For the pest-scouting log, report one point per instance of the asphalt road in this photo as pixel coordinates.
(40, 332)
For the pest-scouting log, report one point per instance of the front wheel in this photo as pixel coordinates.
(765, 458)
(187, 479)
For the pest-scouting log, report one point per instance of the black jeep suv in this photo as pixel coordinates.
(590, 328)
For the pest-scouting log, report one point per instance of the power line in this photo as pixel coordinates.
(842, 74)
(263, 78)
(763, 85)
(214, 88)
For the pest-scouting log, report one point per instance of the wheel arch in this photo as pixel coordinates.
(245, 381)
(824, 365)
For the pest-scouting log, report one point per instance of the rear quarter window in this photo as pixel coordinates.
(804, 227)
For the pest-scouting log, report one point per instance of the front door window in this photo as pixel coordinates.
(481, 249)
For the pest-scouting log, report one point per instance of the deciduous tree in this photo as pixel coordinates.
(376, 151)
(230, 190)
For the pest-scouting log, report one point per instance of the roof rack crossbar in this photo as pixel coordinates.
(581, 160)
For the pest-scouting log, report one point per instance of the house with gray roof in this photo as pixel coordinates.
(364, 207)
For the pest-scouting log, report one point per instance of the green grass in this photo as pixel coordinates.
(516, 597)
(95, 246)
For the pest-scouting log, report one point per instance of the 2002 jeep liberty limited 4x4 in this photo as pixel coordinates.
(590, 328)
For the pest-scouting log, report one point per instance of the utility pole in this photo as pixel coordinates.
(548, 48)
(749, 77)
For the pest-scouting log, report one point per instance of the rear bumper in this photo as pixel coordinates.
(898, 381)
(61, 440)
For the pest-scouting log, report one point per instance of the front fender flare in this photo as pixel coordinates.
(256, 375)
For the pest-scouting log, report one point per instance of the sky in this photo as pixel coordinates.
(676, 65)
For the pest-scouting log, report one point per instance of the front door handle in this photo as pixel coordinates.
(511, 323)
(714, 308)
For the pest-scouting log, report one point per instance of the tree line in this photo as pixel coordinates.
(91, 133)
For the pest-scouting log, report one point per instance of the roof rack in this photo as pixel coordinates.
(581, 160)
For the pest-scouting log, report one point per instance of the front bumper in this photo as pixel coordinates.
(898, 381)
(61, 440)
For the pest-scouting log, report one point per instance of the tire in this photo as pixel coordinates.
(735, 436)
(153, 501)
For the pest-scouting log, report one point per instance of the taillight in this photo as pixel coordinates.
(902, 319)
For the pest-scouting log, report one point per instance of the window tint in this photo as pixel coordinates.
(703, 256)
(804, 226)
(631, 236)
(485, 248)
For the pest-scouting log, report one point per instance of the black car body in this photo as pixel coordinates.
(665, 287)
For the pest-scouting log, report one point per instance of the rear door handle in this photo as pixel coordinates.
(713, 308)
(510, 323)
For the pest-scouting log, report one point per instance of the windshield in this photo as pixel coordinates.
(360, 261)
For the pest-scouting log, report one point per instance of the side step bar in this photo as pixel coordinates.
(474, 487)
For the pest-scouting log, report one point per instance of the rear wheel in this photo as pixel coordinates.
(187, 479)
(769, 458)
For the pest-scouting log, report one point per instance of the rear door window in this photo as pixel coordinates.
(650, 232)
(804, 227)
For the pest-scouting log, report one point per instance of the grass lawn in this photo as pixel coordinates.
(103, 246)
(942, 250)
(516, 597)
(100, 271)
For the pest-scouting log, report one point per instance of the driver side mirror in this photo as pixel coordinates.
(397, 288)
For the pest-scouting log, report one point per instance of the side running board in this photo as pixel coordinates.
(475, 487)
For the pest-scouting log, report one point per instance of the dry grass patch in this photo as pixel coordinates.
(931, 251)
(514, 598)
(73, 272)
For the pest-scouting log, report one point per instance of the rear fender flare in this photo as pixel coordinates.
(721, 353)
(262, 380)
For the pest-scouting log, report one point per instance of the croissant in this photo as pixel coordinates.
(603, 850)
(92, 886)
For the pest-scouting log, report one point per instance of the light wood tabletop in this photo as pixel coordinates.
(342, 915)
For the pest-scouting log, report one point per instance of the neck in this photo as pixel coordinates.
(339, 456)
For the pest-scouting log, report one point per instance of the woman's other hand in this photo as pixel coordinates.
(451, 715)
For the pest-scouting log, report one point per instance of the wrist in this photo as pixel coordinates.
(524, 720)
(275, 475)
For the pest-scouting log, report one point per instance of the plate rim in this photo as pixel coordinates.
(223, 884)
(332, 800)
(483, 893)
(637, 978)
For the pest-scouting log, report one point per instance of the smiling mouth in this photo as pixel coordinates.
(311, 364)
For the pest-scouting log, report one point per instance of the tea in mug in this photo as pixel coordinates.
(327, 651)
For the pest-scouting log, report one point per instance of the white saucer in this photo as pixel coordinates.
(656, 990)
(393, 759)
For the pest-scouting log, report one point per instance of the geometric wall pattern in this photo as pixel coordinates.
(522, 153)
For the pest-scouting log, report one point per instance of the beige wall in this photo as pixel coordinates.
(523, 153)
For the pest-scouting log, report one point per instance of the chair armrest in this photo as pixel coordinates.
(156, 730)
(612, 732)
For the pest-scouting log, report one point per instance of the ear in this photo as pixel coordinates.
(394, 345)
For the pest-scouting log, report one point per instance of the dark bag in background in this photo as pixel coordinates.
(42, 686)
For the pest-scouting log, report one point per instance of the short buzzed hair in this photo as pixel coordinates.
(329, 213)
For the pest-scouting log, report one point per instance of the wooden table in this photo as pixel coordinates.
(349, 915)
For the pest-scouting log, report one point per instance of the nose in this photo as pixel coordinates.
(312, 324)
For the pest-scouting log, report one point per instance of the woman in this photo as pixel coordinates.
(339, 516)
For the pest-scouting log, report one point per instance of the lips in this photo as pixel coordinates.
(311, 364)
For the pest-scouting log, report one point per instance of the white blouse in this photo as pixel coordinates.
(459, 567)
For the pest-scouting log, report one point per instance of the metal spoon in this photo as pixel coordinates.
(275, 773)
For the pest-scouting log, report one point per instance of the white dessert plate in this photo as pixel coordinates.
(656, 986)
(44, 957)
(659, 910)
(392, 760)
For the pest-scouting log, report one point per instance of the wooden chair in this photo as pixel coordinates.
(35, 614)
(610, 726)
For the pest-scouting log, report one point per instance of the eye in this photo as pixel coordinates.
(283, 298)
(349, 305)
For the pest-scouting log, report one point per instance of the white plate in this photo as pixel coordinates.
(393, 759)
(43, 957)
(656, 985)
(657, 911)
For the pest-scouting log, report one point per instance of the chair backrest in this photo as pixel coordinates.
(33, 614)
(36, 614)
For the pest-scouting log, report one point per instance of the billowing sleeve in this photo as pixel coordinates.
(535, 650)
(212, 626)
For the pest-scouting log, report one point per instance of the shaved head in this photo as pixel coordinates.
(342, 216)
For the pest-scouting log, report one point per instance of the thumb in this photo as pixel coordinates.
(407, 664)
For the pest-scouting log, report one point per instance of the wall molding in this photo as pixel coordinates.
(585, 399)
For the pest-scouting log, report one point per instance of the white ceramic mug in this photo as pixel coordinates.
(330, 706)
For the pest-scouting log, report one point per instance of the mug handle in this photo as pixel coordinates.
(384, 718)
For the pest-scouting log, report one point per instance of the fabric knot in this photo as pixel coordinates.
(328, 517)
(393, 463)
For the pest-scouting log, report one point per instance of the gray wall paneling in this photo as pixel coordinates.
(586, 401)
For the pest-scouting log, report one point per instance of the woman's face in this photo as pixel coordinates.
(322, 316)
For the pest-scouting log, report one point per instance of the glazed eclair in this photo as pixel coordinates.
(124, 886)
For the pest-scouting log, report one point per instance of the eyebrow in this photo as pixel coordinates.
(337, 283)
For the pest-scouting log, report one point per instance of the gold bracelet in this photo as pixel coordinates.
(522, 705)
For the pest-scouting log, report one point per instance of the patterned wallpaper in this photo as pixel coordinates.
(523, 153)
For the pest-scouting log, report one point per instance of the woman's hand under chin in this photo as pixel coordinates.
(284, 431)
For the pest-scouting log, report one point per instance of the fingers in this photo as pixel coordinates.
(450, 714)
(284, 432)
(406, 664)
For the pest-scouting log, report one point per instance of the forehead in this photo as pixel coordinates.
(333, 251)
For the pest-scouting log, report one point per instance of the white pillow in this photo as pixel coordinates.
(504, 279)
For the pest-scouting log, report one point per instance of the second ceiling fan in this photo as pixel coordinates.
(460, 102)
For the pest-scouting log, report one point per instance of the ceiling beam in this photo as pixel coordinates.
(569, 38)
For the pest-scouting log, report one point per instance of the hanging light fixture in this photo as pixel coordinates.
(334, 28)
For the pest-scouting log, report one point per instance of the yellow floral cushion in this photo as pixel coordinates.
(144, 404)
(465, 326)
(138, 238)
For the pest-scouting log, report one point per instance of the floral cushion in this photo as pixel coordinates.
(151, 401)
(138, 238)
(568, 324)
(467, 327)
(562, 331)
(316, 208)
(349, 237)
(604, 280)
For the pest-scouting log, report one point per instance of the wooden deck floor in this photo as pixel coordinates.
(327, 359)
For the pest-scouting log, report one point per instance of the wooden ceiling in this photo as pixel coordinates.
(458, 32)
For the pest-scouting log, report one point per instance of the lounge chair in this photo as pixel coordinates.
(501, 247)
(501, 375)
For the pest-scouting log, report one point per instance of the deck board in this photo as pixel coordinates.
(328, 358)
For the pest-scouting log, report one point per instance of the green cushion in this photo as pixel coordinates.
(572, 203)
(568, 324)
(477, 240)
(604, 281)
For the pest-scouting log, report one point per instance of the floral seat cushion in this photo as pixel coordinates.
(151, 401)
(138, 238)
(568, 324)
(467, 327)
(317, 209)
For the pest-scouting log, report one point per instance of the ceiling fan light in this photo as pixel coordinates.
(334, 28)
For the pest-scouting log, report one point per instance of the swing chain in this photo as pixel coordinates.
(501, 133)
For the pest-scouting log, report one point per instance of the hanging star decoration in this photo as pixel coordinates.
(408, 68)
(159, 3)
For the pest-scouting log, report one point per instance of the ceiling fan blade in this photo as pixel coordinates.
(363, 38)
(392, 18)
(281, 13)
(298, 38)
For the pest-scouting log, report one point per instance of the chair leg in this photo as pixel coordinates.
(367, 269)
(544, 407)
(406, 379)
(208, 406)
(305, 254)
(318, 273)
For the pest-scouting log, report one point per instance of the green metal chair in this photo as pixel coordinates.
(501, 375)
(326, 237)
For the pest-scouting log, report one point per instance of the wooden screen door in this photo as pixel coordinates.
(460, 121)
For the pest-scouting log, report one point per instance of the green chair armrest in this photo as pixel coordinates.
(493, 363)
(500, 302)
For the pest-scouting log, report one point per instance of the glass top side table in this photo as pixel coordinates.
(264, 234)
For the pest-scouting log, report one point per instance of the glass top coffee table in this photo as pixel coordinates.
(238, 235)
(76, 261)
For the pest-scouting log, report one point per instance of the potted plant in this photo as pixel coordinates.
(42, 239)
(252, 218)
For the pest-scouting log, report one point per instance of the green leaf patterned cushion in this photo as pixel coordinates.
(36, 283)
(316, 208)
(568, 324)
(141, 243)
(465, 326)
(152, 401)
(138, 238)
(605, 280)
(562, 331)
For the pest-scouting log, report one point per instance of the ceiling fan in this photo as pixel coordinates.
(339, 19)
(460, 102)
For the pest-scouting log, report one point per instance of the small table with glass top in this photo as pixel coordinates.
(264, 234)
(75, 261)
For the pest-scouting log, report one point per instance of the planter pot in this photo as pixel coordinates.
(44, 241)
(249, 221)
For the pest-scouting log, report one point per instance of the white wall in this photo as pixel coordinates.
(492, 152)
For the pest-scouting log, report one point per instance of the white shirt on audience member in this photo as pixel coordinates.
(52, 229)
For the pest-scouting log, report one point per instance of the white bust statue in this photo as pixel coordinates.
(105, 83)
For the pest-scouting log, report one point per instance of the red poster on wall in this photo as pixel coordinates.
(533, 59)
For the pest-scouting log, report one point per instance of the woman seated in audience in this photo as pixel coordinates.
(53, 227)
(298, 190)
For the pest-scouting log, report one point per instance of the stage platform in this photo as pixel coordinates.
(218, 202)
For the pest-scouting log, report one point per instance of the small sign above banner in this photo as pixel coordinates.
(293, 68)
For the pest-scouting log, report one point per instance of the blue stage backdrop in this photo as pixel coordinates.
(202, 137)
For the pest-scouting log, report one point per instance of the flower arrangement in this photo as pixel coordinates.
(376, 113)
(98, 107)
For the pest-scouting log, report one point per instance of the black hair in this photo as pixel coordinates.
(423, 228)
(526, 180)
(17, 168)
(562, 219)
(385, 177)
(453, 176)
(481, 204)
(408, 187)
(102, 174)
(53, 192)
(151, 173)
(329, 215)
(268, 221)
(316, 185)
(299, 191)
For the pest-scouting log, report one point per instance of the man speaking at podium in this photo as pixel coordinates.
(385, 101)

■ Prompt
Take the line with "audience in this photo as pixel coordinates." and all lines after it through the end of the records, and write them out exactly; include nothing else.

■ Exercise response
For the pest-scouting log, report one point per instance of the woman seated in audience in this photo as pixel coordinates.
(53, 227)
(298, 190)
For the pest-scouting log, report one point per instance of the stage platform in this photo as pixel coordinates.
(218, 202)
For the pest-scouting log, report one point per instance of the small sign above banner in this photo as pixel coordinates.
(293, 68)
For the pest-scouting log, report one point per instance of the blue stage backdrop in this photo as pixel coordinates.
(202, 137)
For the pest-scouting log, report one point per instance of the flower arrangement in this photo as pixel coordinates.
(376, 113)
(98, 107)
For the pest-scouting log, report one point per instance of the black hair in this photo as pixel coordinates.
(423, 228)
(526, 180)
(17, 168)
(562, 219)
(385, 177)
(453, 176)
(481, 204)
(408, 187)
(102, 174)
(53, 192)
(151, 173)
(329, 215)
(268, 221)
(316, 185)
(299, 191)
For the pest-scouting log, report one point per instance of the man speaking at podium in this photo as pixel coordinates.
(385, 101)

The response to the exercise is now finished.